#### Aim of the task:
Retype the part of the abstract on Nocardia skin infections in transplant recipients that begins at the words "Purpose of review: Due" and stops after "diagnostics, and management.", matching it word for word.

Purpose of review: Due to their immunocompromised status, solid organ transplant (SOT) recipients are at risk for Nocardia infections. These infections often necessitate early invasive diagnostics alongside prolonged, often combination antimicrobial therapy. This review summarizes the importance of this pathogen in skin and soft tissue infections (SSTIs) in SOT recipients inclusive of recently reported cases in the literature and an update on the epidemiology, diagnostics, and management.
Recent findings: Six studies with 13 isolated SSTIs due to Nocardia have been published in the last 5 years in SOT recipients. The most common underlying type of transplant was kidney and time from transplantation to infection varied from 6 months to 16 years. Misdiagnosis was frequent. Available identified species included N. brasiliensis (2), N. farcinica (2), N. flavorosea (1), N. abscessus (1), N. anaemiae (1), N. asteroides (1), N. nova (1), and N. vinacea (1). Treatment choice and duration varied widely, and trimethoprim-sulfamethoxazole was utilized most often with no documented infection relapse. Nocardia SSTIs can occur both in isolation and as a component of a disseminated infection. Overall, isolated Nocardia SSTIs are uncommon in SOT recipients and are often initially misdiagnosed. They present multiple challenges to the clinician including evaluation for potential co-pathogens and/or non-infectious processes and ruling out the presence of disseminated infection. While trimethoprim-sulfamethoxazole remains the agent of choice for management of most isolated SSTIs, therapy must be tailored to the individual patient based on species-specific susceptibility patterns and formal susceptibility testing, site(s) of infection, and patient tolerability.
Keywords: Immunocompromised host; Nocardia; Organ transplantation; Skin and soft tissue infections; Transplant recipients.

#### Entries supplied:
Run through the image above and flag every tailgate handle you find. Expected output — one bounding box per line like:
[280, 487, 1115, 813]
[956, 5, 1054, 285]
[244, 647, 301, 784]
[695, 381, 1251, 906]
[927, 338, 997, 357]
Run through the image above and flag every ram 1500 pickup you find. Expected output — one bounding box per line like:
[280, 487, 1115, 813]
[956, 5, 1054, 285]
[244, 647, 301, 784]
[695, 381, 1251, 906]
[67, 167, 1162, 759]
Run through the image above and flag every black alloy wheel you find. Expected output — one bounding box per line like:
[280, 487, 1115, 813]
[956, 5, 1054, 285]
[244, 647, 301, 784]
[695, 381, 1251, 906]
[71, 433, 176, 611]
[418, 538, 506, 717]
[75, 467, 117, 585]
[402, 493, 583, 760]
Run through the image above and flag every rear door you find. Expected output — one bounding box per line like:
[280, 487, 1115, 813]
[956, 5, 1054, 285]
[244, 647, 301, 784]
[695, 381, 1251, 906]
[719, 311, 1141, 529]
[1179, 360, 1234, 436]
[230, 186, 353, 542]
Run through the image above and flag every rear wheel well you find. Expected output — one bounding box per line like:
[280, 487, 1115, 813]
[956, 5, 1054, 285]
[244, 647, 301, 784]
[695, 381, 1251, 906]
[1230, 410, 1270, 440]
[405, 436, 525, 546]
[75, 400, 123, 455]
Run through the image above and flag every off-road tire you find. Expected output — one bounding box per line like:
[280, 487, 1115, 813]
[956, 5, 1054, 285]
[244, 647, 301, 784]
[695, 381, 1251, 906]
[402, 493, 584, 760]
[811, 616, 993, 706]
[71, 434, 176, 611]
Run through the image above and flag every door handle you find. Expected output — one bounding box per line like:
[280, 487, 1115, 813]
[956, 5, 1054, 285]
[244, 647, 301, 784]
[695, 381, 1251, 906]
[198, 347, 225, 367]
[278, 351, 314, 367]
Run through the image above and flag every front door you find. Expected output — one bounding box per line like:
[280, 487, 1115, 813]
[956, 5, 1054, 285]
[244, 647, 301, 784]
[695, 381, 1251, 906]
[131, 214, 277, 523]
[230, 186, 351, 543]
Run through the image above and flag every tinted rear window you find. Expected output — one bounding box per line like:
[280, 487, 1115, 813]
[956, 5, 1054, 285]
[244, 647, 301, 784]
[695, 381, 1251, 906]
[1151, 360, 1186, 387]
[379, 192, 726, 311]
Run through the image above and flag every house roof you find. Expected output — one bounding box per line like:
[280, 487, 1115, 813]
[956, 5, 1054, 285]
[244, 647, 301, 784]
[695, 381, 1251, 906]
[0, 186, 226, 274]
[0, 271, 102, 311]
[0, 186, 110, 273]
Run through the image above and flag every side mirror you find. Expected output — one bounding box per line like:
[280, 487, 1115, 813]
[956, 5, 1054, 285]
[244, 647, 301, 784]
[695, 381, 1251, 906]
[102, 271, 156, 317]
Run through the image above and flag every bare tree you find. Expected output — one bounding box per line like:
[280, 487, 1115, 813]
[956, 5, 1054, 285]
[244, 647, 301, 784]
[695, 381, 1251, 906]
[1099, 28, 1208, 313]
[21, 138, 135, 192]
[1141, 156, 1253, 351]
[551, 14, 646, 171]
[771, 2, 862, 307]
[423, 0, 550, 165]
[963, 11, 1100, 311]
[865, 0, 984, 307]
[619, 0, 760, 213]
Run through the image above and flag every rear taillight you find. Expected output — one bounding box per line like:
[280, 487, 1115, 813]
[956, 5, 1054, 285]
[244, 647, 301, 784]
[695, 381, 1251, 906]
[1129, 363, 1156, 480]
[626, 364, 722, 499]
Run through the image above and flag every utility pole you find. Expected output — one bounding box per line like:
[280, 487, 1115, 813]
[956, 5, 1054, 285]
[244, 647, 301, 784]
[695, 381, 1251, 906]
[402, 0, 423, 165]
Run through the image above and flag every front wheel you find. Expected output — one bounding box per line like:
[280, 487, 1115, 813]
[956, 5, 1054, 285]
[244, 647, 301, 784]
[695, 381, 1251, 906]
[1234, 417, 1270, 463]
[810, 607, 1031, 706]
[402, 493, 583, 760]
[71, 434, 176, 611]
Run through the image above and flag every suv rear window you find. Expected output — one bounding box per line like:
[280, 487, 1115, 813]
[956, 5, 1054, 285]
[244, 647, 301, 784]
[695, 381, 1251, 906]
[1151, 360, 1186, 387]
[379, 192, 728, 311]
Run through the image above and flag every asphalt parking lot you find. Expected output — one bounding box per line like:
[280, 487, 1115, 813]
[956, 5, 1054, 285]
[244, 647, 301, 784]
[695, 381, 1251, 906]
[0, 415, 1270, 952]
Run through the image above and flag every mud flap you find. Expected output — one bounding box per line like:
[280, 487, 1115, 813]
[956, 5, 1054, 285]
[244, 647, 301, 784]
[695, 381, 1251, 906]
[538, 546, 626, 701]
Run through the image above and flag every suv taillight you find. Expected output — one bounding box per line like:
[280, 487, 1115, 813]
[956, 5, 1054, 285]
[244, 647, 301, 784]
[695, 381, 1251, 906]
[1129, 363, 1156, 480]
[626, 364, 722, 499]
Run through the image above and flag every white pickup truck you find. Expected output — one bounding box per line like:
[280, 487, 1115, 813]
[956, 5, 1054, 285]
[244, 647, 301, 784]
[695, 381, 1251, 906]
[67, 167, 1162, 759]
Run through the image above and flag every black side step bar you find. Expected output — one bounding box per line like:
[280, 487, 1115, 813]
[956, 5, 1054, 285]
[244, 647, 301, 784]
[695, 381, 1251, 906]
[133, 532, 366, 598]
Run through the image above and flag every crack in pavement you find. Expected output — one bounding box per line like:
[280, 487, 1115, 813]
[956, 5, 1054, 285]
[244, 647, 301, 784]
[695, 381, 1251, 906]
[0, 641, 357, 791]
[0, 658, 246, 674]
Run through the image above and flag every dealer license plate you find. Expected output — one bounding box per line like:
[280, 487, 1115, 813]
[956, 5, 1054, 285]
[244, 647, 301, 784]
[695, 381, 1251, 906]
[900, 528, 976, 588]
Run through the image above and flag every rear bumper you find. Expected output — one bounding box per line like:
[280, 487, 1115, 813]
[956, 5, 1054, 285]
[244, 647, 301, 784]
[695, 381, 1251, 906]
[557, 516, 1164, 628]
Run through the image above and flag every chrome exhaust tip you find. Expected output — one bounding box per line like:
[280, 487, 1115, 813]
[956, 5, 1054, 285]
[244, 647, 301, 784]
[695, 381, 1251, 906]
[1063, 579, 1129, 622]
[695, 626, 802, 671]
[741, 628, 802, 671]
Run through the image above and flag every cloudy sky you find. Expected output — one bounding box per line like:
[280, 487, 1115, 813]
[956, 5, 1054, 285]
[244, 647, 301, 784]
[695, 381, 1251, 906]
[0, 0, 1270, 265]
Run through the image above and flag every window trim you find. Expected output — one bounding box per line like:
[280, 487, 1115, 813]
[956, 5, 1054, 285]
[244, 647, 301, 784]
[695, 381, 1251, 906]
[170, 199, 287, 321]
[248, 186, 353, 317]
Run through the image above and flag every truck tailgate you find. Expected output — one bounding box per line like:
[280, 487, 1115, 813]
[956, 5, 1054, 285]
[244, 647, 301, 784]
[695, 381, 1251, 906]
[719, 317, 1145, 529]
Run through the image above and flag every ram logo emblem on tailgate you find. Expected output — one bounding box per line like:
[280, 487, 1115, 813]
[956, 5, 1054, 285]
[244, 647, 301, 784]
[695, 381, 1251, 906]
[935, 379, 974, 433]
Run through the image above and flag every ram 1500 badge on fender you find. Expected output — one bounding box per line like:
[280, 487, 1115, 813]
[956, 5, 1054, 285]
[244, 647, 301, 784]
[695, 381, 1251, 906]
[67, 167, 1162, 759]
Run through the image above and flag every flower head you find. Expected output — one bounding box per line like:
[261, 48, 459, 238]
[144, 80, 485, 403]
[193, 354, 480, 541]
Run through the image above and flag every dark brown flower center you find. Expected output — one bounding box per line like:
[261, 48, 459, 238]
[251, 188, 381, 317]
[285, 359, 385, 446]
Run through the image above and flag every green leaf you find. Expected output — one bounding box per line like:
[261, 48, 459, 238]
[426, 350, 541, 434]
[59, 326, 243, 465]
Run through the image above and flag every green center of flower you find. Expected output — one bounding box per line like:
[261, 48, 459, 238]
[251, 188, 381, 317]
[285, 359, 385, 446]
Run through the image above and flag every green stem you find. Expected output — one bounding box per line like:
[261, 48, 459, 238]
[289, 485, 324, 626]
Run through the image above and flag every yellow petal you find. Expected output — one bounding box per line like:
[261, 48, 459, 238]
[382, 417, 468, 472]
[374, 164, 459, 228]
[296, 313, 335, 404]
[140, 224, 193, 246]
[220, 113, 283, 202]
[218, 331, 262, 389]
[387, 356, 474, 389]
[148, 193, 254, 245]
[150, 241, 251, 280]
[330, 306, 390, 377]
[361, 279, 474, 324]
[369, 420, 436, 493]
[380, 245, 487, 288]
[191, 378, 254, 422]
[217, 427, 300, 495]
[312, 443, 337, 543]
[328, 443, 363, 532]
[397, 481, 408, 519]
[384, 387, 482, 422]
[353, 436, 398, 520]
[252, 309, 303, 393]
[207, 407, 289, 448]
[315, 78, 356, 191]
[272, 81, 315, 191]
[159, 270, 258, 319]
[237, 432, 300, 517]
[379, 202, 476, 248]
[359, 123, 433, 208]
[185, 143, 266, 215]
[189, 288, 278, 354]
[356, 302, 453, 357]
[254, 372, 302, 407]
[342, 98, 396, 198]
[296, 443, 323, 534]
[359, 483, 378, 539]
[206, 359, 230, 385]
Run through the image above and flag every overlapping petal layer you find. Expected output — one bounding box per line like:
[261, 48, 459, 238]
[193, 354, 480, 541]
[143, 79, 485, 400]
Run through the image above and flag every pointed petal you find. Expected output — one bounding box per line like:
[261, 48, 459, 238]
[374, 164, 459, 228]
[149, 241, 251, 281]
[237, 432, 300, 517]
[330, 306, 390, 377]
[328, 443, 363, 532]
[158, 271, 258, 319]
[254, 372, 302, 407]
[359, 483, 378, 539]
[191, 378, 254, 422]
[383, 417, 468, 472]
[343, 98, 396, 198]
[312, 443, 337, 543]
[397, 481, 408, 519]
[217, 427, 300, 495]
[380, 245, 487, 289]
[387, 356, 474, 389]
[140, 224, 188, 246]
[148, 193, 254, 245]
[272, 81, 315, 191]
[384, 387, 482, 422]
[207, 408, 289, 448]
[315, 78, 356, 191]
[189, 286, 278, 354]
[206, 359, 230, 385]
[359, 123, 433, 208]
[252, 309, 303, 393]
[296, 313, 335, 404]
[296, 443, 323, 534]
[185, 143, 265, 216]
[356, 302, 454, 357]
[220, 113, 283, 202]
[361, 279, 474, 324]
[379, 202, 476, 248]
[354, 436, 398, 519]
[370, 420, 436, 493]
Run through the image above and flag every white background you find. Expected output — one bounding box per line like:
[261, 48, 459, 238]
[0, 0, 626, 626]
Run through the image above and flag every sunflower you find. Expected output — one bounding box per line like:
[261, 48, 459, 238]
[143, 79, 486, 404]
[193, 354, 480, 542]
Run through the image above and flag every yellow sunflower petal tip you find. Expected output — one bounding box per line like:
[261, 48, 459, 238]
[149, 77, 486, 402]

#### Response below:
Purpose of review: Due to their immunocompromised status, solid organ transplant (SOT) recipients are at risk for Nocardia infections. These infections often necessitate early invasive diagnostics alongside prolonged, often combination antimicrobial therapy. This review summarizes the importance of this pathogen in skin and soft tissue infections (SSTIs) in SOT recipients inclusive of recently reported cases in the literature and an update on the epidemiology, diagnostics, and management.